┌─ READING PASSAGE

On Mon, Aug 4, 2014 at 8:35 AM, Ron's Yahoo! <zl...@yahoo.com.invalid>
wrote:

> Thanks, I ensured that $SPARK_HOME/pom.xml had the HDP repository under
> the repositories element. I also confirmed that if the build couldn't find
> the version, it would fail fast so it seems as if it's able to get the
> versions it needs to build the distribution.
> I ran the following (generated from make-distribution.sh), but it did not
> address the problem, while building with an older version
> (2.4.0.2.1.2.0-402) worked. Any other thing I can try?
>
> mvn clean package -Phadoop-2.4 -Phive -Pyarn
> -Dyarn.version=2.4.0.2.1.2.0-563 -Dhadoop.version=2.4.0.2.1.3.0-563
> -DskipTests
>
>
> Thanks,
> Ron
>
>
> On Aug 4, 2014, at 7:13 AM, Steve Nunez <sn...@hortonworks.com> wrote:
>
> Provided you¹ve got the HWX repo in your pom.xml, you can build with this
> line:
>
> mvn -Pyarn -Phive -Phadoop-2.4 -Dhadoop.version=2.4.0.2.1.1.0-385
> -DskipTests clean package
>
> I haven¹t tried building a distro, but it should be similar.

└─
┌─ STORED DATA

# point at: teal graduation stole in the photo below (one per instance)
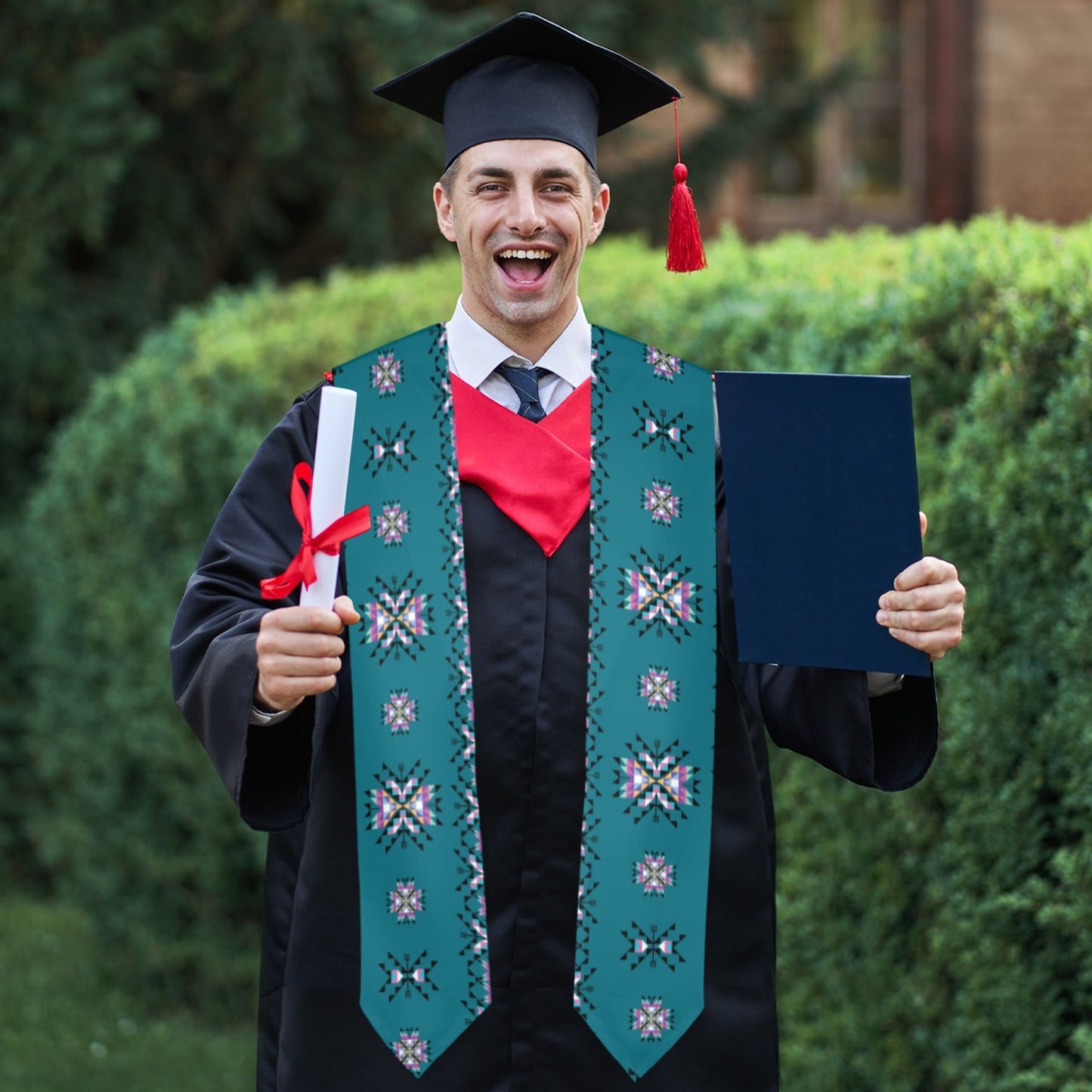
(640, 911)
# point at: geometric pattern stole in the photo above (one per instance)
(640, 915)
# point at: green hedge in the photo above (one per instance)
(935, 940)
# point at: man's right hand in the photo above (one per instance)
(299, 651)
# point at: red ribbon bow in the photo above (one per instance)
(302, 567)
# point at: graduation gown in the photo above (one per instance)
(529, 638)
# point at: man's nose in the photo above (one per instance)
(527, 213)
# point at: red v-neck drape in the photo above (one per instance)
(537, 474)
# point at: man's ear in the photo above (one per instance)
(600, 206)
(444, 214)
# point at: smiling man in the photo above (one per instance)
(521, 827)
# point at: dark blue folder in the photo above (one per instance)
(820, 486)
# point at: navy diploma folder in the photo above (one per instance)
(820, 485)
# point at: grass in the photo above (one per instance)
(64, 1027)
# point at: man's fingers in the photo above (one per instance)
(939, 617)
(345, 611)
(930, 571)
(295, 643)
(299, 652)
(304, 620)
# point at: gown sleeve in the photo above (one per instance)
(824, 713)
(213, 655)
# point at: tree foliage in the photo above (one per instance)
(932, 942)
(152, 152)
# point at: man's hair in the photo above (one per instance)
(448, 178)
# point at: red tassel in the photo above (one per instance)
(685, 252)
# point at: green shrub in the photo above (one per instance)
(936, 940)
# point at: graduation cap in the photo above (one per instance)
(530, 79)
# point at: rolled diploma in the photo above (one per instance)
(333, 451)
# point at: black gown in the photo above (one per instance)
(529, 625)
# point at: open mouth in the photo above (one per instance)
(524, 267)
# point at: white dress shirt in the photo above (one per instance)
(473, 355)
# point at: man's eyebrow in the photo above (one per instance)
(561, 174)
(501, 173)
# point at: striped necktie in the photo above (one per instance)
(524, 382)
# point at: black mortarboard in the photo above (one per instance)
(529, 79)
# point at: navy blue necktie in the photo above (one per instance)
(524, 382)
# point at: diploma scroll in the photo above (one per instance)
(333, 451)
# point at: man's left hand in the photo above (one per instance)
(925, 608)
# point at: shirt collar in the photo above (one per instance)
(474, 353)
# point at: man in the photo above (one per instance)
(360, 782)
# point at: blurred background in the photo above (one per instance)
(203, 208)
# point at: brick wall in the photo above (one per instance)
(1033, 108)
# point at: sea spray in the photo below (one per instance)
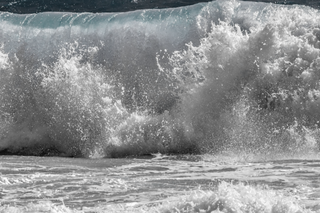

└─

WRITTEN TASKS:
**a.** Answer these about the Spark build thread:
(i) Which file did Ron make sure had the HDP repository under its repositories element?
(ii) Which older version did Ron say built without the problem?
(iii) What value does Steve Nunez's command line give for -Dhadoop.version?
**b.** Resume the Spark build thread after its last line.
The items are not needed for any of this.

ANSWERS GIVEN:
**a.**
(i) $SPARK_HOME/pom.xml
(ii) 2.4.0.2.1.2.0-402
(iii) 2.4.0.2.1.1.0-385

**b.**
>
>
> - SteveN
>
> On 8/4/14, 1:25, "Sean Owen" <so...@cloudera.com> wrote:
>
> For any Hadoop 2.4 distro, yes, set hadoop.version but also set
> -Phadoop-2.4. http://spark.apache.org/docs/latest/building-with-maven.html
>
> On Mon, Aug 4, 2014 at 9:15 AM, Patrick Wendell <pw...@gmail.com>
> wrote:
>
> For hortonworks, I believe it should work to just link against the
> corresponding upstream version. I.e. just set the Hadoop version to
> "2.4.0"
>
> Does that work?
>
> - Patrick
>
>
> On Mon, Aug 4, 2014 at 12:13 AM, Ron's Yahoo!
> <zl...@yahoo.com.invalid>
> wrote:
>
>
> Hi,
>  Not sure whose issue this is, but if I run make-distribution using
> HDP
> 2.4.0.2.1.3.0-563 as the hadoop version (replacing it in
> make-distribution.sh), I get a strange error with the exception below.
> If I
> use a slightly older version of HDP (2.4.0.2.1.2.0-402) with
> make-distribution, using the generated assembly all works fine for me.
> Either 1.0.0 or 1.0.1 will work fine.
>
>  Should I file a JIRA or is this a known issue?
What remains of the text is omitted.